### Data items
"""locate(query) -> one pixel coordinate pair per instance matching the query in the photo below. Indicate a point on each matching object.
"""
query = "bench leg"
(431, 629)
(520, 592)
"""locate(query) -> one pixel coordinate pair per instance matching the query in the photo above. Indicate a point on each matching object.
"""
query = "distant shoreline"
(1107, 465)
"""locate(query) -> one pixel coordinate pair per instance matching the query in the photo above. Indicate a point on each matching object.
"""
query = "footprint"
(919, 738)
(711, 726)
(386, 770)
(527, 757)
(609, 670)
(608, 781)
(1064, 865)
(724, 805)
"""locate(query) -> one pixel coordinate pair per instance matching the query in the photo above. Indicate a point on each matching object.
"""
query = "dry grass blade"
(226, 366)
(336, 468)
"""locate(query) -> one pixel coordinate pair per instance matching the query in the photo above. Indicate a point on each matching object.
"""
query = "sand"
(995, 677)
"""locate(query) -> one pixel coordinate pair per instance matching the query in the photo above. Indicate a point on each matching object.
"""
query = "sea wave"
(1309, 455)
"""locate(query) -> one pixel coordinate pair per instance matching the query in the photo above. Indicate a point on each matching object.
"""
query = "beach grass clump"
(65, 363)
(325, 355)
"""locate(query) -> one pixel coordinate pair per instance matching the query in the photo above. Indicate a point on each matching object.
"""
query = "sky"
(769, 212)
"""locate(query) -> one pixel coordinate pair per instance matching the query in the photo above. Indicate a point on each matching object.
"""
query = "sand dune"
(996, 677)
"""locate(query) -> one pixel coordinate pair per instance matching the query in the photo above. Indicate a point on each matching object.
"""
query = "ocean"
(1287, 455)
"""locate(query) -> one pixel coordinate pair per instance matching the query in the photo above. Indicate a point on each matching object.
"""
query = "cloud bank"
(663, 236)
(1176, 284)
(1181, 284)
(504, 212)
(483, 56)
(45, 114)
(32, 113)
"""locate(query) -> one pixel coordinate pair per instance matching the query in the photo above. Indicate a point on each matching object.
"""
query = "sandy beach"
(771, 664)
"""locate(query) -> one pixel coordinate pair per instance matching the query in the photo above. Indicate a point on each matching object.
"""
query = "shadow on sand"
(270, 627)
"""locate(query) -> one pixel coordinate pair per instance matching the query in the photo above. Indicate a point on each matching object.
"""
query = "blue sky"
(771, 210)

### INSTRUCTIONS TO FOLLOW
Restate the entries above, keeping every word intact.

### EXPECTED OUTPUT
"""locate(query) -> one pixel coordinate pair per instance matching the query in the photo below. Indicate a point on each matching object.
"""
query = "bench leg"
(431, 629)
(520, 592)
"""locate(query) -> one pixel coordinate pair per instance matching the query in the photo above. Indicate a point on each matching object.
"""
query = "distant shoreline"
(1107, 465)
"""locate(query) -> one pixel coordinate pair per instance matching the query in the photo above. Indicate a point on each matching object.
"""
query = "footprint"
(919, 738)
(711, 726)
(386, 770)
(527, 757)
(609, 670)
(608, 781)
(1064, 865)
(724, 805)
"""locate(query) -> one pixel coordinate pair per instance matching the query in the photo above. Indicate a point on each matching object.
"""
query = "dry grass blade"
(226, 366)
(336, 468)
"""locate(query) -> one pixel coordinate pair per instance matching the query in the photo above. Indicate a point on each matching object.
"""
query = "sand"
(995, 677)
"""locate(query) -> one pixel coordinate pair per instance matching the query in the photo above. Indicate a point on each matching object.
"""
query = "sea wave"
(1309, 455)
"""locate(query) -> one pixel coordinate pair per instance matching the query in the photo above. Indicate a point on each matching object.
"""
query = "beach grass clump"
(65, 363)
(325, 355)
"""locate(query) -> one pixel coordinate pair per instance matching the query in the photo above. Indicate a point on each matching object.
"""
query = "sky"
(769, 212)
"""locate(query) -> one pixel coordinate pair per instance matching the query in the photo above. Indicate a point on each matching object.
"""
query = "sand dune"
(996, 677)
"""locate(query) -> one pixel coordinate pair per instance matching the query in the photo above. Indicate a point on each matching object.
"""
query = "ocean"
(1287, 455)
"""locate(query) -> one pixel coordinate pair per instance matching the query in the photo above. Indicate a point on each matching object.
"""
query = "cloud bank"
(663, 236)
(1176, 284)
(1181, 284)
(504, 212)
(483, 56)
(45, 114)
(32, 113)
"""locate(query) -> one pixel coordinate pair per instance matching the query in the photo above. Indicate a point on each matching object.
"""
query = "sandy beach"
(771, 664)
"""locate(query) -> one pixel coordinate pair per instance matching the query in the photo above. Indicate a point on each matching object.
"""
query = "shadow on sand"
(270, 627)
"""locate(query) -> one pixel coordinate pair per instance matching the query in the photo above. Indicate a point on each matching object.
"""
query = "blue sky"
(771, 210)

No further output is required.